— Your objective —
Your job is to set down the listing again exactly as it stands.

========================================

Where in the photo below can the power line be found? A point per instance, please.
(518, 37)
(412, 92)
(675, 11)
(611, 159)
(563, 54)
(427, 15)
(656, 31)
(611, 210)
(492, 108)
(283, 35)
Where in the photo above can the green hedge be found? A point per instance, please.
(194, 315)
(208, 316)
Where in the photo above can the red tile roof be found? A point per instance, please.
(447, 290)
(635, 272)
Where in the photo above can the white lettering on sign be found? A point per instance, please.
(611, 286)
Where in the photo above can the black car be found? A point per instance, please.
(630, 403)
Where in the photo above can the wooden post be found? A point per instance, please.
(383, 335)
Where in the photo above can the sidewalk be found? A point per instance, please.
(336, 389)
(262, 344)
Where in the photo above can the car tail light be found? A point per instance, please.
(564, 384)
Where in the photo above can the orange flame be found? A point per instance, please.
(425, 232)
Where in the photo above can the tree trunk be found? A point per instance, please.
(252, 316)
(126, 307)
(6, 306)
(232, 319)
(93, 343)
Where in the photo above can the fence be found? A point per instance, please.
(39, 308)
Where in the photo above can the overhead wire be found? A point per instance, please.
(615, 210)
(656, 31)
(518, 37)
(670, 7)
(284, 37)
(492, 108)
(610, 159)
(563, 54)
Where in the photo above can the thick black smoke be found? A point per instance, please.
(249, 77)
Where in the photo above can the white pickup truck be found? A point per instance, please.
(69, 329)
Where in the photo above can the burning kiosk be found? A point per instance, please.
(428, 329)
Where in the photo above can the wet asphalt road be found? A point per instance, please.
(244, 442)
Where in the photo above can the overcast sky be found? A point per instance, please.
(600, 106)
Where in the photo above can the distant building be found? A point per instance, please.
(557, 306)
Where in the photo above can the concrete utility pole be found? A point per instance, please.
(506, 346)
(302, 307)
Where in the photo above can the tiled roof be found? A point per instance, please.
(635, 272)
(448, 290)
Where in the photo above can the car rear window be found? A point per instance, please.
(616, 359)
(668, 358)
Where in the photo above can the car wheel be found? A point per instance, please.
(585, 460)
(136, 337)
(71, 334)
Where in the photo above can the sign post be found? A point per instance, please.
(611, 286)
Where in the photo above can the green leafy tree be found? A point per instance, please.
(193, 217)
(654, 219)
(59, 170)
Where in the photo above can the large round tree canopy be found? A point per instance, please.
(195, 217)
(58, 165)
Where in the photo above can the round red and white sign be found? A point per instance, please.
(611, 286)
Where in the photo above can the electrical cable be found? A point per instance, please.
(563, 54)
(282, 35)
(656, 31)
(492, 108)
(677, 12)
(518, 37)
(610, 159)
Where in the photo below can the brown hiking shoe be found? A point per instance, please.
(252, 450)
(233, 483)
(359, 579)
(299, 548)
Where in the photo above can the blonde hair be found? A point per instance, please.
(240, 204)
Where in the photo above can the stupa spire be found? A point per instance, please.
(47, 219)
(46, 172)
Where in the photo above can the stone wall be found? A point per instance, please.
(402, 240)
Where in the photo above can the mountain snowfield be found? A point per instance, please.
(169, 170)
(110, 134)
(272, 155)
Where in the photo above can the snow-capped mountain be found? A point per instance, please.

========================================

— Expected answer —
Where in the photo below can the power line be found? A point per instance, please.
(518, 37)
(412, 92)
(675, 11)
(611, 159)
(563, 54)
(427, 15)
(656, 31)
(611, 210)
(492, 108)
(283, 35)
Where in the photo above can the green hedge be found? A point per instance, please.
(194, 315)
(208, 316)
Where in the photo above can the red tile roof be found? A point per instance, please.
(447, 290)
(635, 272)
Where in the photo above can the white lettering on sign be found? A point per instance, please.
(611, 286)
Where in the photo above can the black car be found? A point per instance, please.
(630, 403)
Where in the photo above can the wooden post be found? A point per instance, please.
(383, 335)
Where in the photo above can the sidewalk be found? A point per instance, please.
(336, 389)
(262, 344)
Where in the photo above can the car tail light be found? A point per instance, please.
(564, 384)
Where in the photo above can the orange flame be found? A point per instance, please.
(425, 232)
Where in the photo above can the tree trunk be found? A point per instance, please.
(252, 316)
(126, 307)
(6, 306)
(232, 319)
(93, 343)
Where in the photo above can the fence be found? A point per instance, please.
(39, 308)
Where in the photo above can the overhead wire be found? A point per instance, please.
(615, 210)
(656, 31)
(518, 37)
(670, 7)
(284, 37)
(492, 108)
(610, 159)
(563, 54)
Where in the photo above can the thick black smoke be found? A point per instance, please.
(249, 77)
Where in the photo above can the white pickup truck be found? A point per instance, please.
(69, 329)
Where in the photo above can the burning kiosk be found? A point per instance, please.
(428, 329)
Where in the photo above can the wet asphalt road be found? A point per instance, please.
(244, 442)
Where in the photo above can the overcast sky be found? A point per instance, please.
(600, 106)
Where in the photo above can the distant building be found? A point per instance, please.
(557, 306)
Where in the photo above can the concrete utility pole be found? A point per instance, please.
(506, 346)
(302, 307)
Where in the photo above can the tiled roof be found? A point per instance, please.
(635, 272)
(448, 290)
Where in the photo above can the car rear window be found? A point per instance, please.
(616, 359)
(668, 358)
Where in the photo above can the car wheel be found? A point per instance, please.
(585, 460)
(136, 337)
(71, 334)
Where in the photo above can the sign post be found? A point per instance, please.
(611, 286)
Where in the photo above can the green leafy tree be found? A point per instance, please.
(193, 217)
(654, 219)
(59, 170)
Where in the photo above can the large round tree canopy be found? A point per instance, please.
(195, 217)
(58, 165)
Where in the photo above can the round red and white sign be found? A point per instance, please.
(611, 286)
Where in the photo above can the electrical cable be found? A point per instance, please.
(563, 54)
(282, 35)
(656, 31)
(492, 108)
(677, 12)
(518, 37)
(610, 159)
Where in the photo below can the brown hiking shoe be found? A point per instance, please.
(252, 450)
(233, 483)
(359, 579)
(299, 548)
Where in the photo above can the blonde hair be found? A point per instance, please.
(240, 204)
Where in the photo above can the stupa spire be found? A point per instance, please.
(47, 219)
(46, 172)
Where in the photo above can the stone wall be found? A point per instance, please.
(402, 240)
Where in the photo above can the mountain snowfield be found? A point per instance, please.
(169, 170)
(110, 134)
(272, 155)
Where in the photo above can the snow-capped mountain be found? A point per instance, please.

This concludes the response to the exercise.